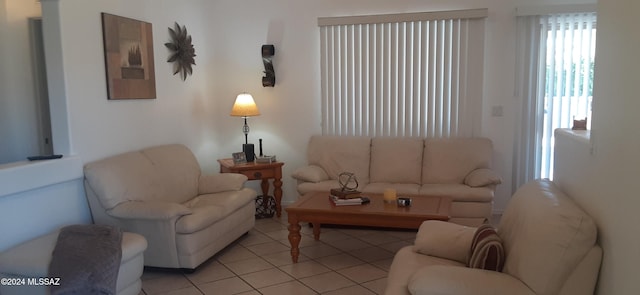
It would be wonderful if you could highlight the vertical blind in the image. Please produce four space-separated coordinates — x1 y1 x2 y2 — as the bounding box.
318 9 487 137
512 8 597 190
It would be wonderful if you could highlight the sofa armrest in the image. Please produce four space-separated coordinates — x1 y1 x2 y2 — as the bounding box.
291 165 329 182
409 265 535 295
464 168 502 187
198 173 248 195
413 220 476 264
107 201 192 220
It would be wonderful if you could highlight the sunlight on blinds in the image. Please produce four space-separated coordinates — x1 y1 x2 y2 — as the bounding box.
512 6 597 191
320 10 484 137
540 13 596 178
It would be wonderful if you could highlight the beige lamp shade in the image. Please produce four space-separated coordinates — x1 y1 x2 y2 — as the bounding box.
231 93 260 117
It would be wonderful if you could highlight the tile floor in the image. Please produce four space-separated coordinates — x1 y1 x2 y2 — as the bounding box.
140 210 499 295
140 212 416 295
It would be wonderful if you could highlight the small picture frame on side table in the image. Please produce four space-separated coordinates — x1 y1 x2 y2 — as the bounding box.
232 152 247 165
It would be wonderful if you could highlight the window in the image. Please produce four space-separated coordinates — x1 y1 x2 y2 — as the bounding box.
512 7 596 189
318 9 487 137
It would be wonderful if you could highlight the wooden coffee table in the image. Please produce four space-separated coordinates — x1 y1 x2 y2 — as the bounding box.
285 192 451 263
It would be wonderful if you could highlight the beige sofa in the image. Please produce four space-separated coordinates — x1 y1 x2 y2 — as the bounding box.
84 144 256 269
385 180 602 295
292 135 501 225
0 230 147 295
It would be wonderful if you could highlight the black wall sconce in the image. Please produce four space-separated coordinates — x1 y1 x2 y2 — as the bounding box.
262 45 276 87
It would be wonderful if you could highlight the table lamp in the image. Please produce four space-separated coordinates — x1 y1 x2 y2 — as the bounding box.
231 93 260 162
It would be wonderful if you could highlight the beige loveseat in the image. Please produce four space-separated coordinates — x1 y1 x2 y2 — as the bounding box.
292 135 501 225
385 180 602 295
84 144 256 269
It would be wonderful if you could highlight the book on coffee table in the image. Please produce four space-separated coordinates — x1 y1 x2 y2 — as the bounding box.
329 196 371 206
329 188 360 199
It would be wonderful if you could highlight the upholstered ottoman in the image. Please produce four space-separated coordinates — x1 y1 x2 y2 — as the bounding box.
0 231 147 295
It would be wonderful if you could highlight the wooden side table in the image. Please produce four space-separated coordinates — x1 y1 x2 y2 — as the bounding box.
218 158 284 217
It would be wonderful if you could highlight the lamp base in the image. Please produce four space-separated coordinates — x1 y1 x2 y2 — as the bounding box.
242 143 256 162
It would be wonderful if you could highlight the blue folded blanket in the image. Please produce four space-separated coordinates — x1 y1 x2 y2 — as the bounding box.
49 224 122 295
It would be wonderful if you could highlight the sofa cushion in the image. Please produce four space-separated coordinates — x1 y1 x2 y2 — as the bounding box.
140 144 201 203
413 220 476 263
176 188 255 234
420 183 493 202
307 135 371 184
464 168 502 187
370 137 424 184
361 182 420 196
84 152 160 210
422 138 493 184
498 180 597 294
291 165 329 182
467 224 504 271
384 246 465 295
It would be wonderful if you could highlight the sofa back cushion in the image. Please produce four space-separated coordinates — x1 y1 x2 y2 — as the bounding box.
141 144 201 203
498 180 597 295
84 152 160 210
422 137 493 184
84 145 200 210
307 135 371 184
371 137 424 184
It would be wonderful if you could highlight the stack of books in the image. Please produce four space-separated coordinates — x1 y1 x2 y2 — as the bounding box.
329 196 371 206
329 188 360 199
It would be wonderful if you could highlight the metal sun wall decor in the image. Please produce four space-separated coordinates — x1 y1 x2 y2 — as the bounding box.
164 22 196 81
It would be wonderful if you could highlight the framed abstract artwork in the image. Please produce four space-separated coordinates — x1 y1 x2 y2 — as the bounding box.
102 13 156 99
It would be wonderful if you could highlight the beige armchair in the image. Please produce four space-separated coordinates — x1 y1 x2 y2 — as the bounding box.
385 180 602 295
84 144 256 269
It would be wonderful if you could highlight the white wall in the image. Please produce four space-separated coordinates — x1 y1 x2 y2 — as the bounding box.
0 0 40 164
555 0 640 294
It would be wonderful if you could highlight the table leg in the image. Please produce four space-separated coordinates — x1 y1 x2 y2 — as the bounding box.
313 223 320 241
273 178 282 217
260 178 269 212
289 220 301 263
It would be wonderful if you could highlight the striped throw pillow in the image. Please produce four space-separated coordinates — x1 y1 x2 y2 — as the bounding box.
467 224 505 271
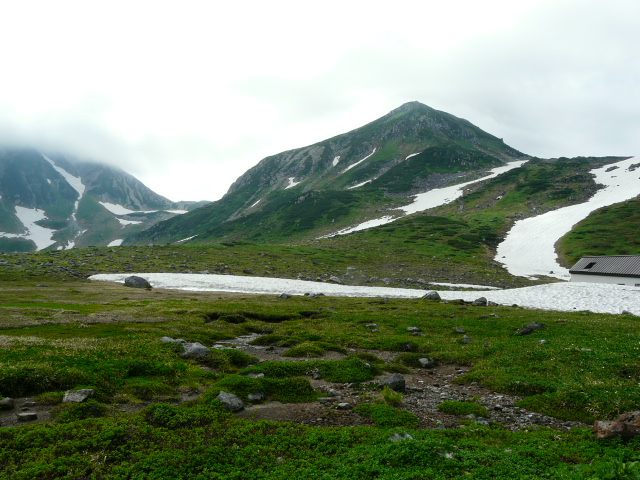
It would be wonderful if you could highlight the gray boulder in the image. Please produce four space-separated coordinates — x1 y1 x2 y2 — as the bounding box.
516 322 547 336
18 412 38 422
62 388 96 403
418 358 440 368
422 291 440 300
471 297 489 307
124 275 151 289
216 392 244 412
180 342 211 360
380 373 406 392
593 411 640 440
247 392 266 403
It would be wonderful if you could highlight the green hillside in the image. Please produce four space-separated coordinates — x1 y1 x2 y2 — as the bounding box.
558 199 640 267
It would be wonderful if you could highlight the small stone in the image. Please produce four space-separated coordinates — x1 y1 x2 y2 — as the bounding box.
62 388 96 403
124 275 151 289
422 291 440 300
380 373 406 392
389 432 413 442
471 297 488 307
180 342 211 360
216 392 244 412
247 392 266 403
18 412 38 422
418 358 439 368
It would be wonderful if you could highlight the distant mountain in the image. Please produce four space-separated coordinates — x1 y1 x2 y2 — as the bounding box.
125 102 528 244
0 148 206 252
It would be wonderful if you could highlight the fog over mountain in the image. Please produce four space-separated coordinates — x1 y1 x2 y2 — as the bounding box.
0 0 640 201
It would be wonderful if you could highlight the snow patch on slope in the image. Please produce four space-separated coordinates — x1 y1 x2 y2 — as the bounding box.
89 273 640 315
342 148 377 173
42 154 86 220
495 157 640 279
328 160 528 238
0 206 55 250
284 177 302 190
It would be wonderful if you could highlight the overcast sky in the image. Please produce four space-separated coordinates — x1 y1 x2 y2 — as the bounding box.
0 0 640 200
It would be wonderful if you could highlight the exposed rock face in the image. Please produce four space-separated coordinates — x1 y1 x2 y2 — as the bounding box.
593 411 640 440
216 392 244 412
124 275 151 288
380 373 406 392
180 342 211 360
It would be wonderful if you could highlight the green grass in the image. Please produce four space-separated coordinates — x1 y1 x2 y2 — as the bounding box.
0 266 640 479
559 199 640 267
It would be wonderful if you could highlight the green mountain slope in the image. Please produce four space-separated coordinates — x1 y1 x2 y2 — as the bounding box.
126 102 525 244
0 147 206 252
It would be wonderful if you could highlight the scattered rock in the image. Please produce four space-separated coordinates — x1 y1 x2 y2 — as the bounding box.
379 373 406 392
247 392 266 403
160 337 182 343
593 411 640 440
180 342 211 360
124 275 151 289
389 432 413 442
422 290 440 300
62 388 96 403
471 297 489 307
418 358 440 368
18 412 38 422
516 322 547 336
216 392 244 412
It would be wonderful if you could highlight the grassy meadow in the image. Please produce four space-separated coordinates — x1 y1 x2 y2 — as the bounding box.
0 255 640 479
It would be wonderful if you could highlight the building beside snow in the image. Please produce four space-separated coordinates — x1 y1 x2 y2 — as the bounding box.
569 255 640 287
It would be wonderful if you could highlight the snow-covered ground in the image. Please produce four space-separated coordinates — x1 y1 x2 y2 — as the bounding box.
0 206 55 250
89 273 640 315
342 148 376 173
42 154 85 220
495 157 640 279
99 202 188 215
321 160 527 238
284 177 302 190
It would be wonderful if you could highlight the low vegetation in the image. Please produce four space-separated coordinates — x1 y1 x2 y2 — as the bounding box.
0 264 640 479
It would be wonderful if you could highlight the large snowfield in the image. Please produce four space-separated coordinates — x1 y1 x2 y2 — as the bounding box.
90 157 640 316
495 157 640 280
90 273 640 315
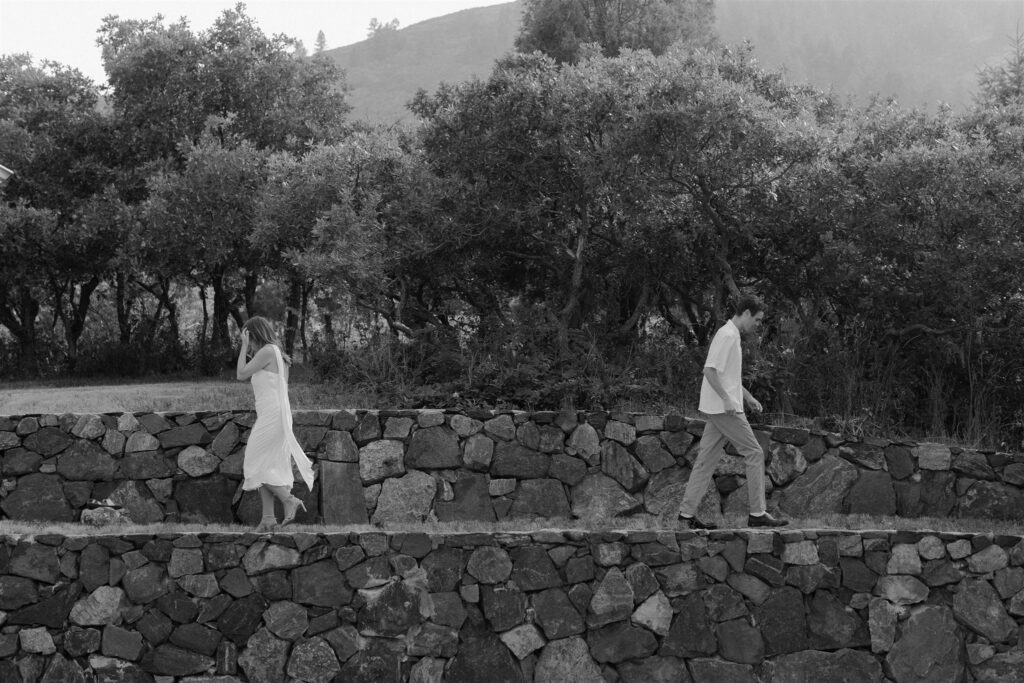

☆ ☆ ☆ ☆ ☆

▶ _Required work_: From the material above, copy every line from the one containing "It would be wonderful if you could highlight the table leg" to the one containing "558 199 640 267" unchanged, leaving out any picture.

▶ _Completed exercise_:
It would be wonderful if you could highlight the table leg in the image. Please produce four space-separated coordinates — x1 y1 x2 y2 — as the bounding box.
313 223 320 241
273 178 282 217
260 178 269 212
289 220 301 263
It would be wonderful if you could highlight the striped throw pillow in the image. Please produce four space-separated coordinates — x1 y1 x2 y2 — as the bounding box.
467 224 505 271
It would be wonderful if you could highlight the gray boulder in the image. Please produce four space-separated coordinates — x1 y1 x2 y2 — as the bounding box.
516 322 547 336
18 412 38 422
62 388 96 403
418 358 440 368
422 291 440 300
471 297 489 307
124 275 151 289
216 392 244 412
180 342 211 360
380 373 406 392
593 411 640 440
247 392 266 403
It would be wonderful if you could highlight the green hillside in the image. Please produce four space-separated coordinates — x1 y1 x2 y2 — as the bounding box.
558 199 640 267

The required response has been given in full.